## What to work on:
Every line of the data below should be printed exactly.

*** Opening of Material to process ***

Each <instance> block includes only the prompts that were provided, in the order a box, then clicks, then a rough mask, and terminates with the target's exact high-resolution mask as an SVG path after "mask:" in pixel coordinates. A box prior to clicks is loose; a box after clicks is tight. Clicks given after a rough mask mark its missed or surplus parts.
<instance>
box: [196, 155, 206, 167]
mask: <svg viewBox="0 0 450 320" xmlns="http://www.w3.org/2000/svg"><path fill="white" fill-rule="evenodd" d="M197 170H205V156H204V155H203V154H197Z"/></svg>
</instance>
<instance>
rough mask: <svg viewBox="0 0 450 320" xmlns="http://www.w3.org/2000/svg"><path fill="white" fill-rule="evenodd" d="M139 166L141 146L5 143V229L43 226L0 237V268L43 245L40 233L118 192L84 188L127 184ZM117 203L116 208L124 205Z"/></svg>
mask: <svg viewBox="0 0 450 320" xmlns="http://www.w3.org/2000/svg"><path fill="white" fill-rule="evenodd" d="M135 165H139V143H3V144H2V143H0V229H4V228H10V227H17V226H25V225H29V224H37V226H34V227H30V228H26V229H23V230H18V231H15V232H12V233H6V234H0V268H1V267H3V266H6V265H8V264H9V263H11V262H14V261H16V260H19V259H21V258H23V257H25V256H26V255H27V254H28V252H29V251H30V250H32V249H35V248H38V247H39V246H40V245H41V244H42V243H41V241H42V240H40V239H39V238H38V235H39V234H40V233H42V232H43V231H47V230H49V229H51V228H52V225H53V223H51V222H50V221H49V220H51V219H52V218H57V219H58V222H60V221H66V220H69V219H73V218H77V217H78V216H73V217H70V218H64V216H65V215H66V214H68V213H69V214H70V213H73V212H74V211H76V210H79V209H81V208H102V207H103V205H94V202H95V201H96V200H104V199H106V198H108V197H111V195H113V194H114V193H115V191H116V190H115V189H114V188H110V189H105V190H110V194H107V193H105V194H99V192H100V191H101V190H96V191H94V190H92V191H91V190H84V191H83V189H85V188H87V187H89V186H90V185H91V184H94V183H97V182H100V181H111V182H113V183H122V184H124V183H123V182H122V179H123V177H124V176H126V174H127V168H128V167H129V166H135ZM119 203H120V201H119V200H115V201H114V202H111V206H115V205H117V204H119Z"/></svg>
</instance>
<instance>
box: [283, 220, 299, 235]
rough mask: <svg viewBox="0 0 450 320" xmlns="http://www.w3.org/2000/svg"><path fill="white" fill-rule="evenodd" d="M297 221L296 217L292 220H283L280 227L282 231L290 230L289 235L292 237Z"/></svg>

*** Close of Material to process ***

## Exercise answer:
Each <instance> block includes only the prompts that were provided, in the order a box, then clicks, then a rough mask, and terminates with the target's exact high-resolution mask as an SVG path after "mask:" in pixel coordinates. A box prior to clicks is loose; a box after clicks is tight. Clicks given after a rough mask mark its missed or surplus parts.
<instance>
box: [196, 155, 206, 167]
mask: <svg viewBox="0 0 450 320" xmlns="http://www.w3.org/2000/svg"><path fill="white" fill-rule="evenodd" d="M197 170H205V156H204V155H203V154H197Z"/></svg>
</instance>
<instance>
rough mask: <svg viewBox="0 0 450 320" xmlns="http://www.w3.org/2000/svg"><path fill="white" fill-rule="evenodd" d="M139 166L141 146L5 143V229L43 226L0 237V268L43 245L40 233L118 192L84 188L127 184ZM117 203L116 208L124 205Z"/></svg>
mask: <svg viewBox="0 0 450 320" xmlns="http://www.w3.org/2000/svg"><path fill="white" fill-rule="evenodd" d="M135 165H139V143H3V144H2V143H0V229H4V228H10V227H17V226H25V225H29V224H37V226H34V227H30V228H26V229H23V230H18V231H15V232H12V233H6V234H0V268H1V267H3V266H6V265H8V264H9V263H11V262H14V261H16V260H19V259H21V258H23V257H25V256H26V255H27V254H28V252H29V251H30V250H32V249H35V248H38V247H39V246H40V245H41V244H42V243H41V241H42V240H40V239H39V238H38V235H39V234H40V233H42V232H43V231H47V230H49V229H51V228H52V225H53V223H51V222H50V221H49V220H51V219H52V218H57V219H58V222H60V221H66V220H69V219H73V218H77V217H78V216H73V217H70V218H64V216H65V215H66V214H68V213H69V214H70V213H73V212H74V211H76V210H79V209H81V208H102V207H103V205H94V202H95V201H96V200H104V199H106V198H108V197H111V195H113V194H114V193H115V191H116V190H115V189H114V188H110V189H105V190H110V194H107V193H105V194H99V192H100V191H101V190H96V191H94V190H92V191H91V190H84V191H83V189H85V188H87V187H89V186H90V185H91V184H94V183H97V182H100V181H111V182H113V183H122V184H124V183H123V182H122V179H123V177H124V176H126V174H127V168H128V167H129V166H135ZM119 203H120V201H119V200H115V201H114V202H111V206H115V205H117V204H119Z"/></svg>
</instance>
<instance>
box: [283, 220, 299, 235]
rough mask: <svg viewBox="0 0 450 320" xmlns="http://www.w3.org/2000/svg"><path fill="white" fill-rule="evenodd" d="M297 221L296 217L292 220H283L280 227L282 231L290 230L289 235L292 237Z"/></svg>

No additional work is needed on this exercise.